Say you’re a dictator fed up with your citizens’ littering. What can you do?
Option 1: Make littering illegal.
This is obvious, but it’s clearly no magic bullet since everyone’s already done it and yet littering hasn’t perished from the earth.
Why? Primarily because it’s hard to catch people. You could put police everywhere, but this would cost more than it’s worth.
Option 2: Cultural norm
In some places, dropping trash on the street will result in someone picking it up and running up to helpfully return the object you “accidentally dropped”. A strong social norm like this is very effective and largely self-enforcing.
Probably this helps. I think these ads shifted the norm away from everyone littering all the time for no reason. But it wasn’t enough to get people to punish defectors, so some people still litter.
Option 3: Game theory
The average penalty for littering is
(Expected cost) = (Probability of getting caught) × (Penalty if caught).
If your citizens are rational, all you need to do to stop littering is make this expected cost larger than the benefit/convenience of littering. If it’s hard to increase the chance of catching people, the other option is to increase the penalty. For example, if people get $1 of value from littering and get caught 0.1% of the time, then the penalty needs to be at least $1000.
This idea traces back to Becker in 1968, but it’s rarely used. Some people doubt if people are “rational” in this way. I’m sure it’s not a perfect model but come on—in Singapore you can get a $3600 SGD fine and 12 hours of coercive labor for discarding a single cigarette butt. Guess how much litter Singapore has?

INFORMATION SHOWN:
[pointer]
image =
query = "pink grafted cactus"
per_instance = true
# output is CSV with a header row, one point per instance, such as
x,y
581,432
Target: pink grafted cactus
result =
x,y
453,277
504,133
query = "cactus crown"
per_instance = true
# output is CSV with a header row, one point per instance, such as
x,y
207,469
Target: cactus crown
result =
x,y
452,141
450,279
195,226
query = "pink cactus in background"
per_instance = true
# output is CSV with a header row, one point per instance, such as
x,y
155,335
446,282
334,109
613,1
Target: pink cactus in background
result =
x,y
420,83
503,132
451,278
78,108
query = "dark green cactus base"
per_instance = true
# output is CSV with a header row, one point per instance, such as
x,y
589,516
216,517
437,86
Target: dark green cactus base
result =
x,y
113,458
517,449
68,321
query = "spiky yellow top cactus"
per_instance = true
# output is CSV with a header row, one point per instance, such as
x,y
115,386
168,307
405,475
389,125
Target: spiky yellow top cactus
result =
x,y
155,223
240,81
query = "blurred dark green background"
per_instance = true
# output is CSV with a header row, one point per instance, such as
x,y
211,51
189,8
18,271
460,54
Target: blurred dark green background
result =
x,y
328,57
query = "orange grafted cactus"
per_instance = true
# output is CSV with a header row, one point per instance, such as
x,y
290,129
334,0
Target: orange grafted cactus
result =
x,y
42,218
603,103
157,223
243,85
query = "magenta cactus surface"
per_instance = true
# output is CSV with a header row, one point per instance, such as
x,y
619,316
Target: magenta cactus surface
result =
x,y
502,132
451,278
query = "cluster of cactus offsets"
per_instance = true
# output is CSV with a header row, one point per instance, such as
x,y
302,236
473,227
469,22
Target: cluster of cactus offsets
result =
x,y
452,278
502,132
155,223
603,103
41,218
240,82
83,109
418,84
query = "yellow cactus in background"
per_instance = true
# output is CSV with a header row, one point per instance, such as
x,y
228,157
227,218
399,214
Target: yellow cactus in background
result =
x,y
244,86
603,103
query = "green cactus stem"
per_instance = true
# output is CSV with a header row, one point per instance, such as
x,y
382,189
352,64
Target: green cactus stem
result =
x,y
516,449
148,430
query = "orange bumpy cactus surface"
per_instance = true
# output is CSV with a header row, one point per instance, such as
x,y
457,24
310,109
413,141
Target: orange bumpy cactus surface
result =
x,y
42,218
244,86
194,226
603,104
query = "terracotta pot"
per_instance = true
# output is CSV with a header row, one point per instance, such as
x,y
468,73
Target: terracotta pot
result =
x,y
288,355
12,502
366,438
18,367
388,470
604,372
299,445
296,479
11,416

PROBLEMS:
1 - Write out the part of the text on littering that begins with the words containing "Option 2: Cultural" and ends with "and largely self-enforcing.".
2 - According to the text on littering, what penalty can a person receive in Singapore for discarding a single cigarette butt?

PER-TASK OUTPUTS:
1 -
Option 2: Cultural norm
In some places, dropping trash on the street will result in someone picking it up and running up to helpfully return the object you “accidentally dropped”. A strong social norm like this is very effective and largely self-enforcing.

2 - A $3600 SGD fine and 12 hours of coercive labor.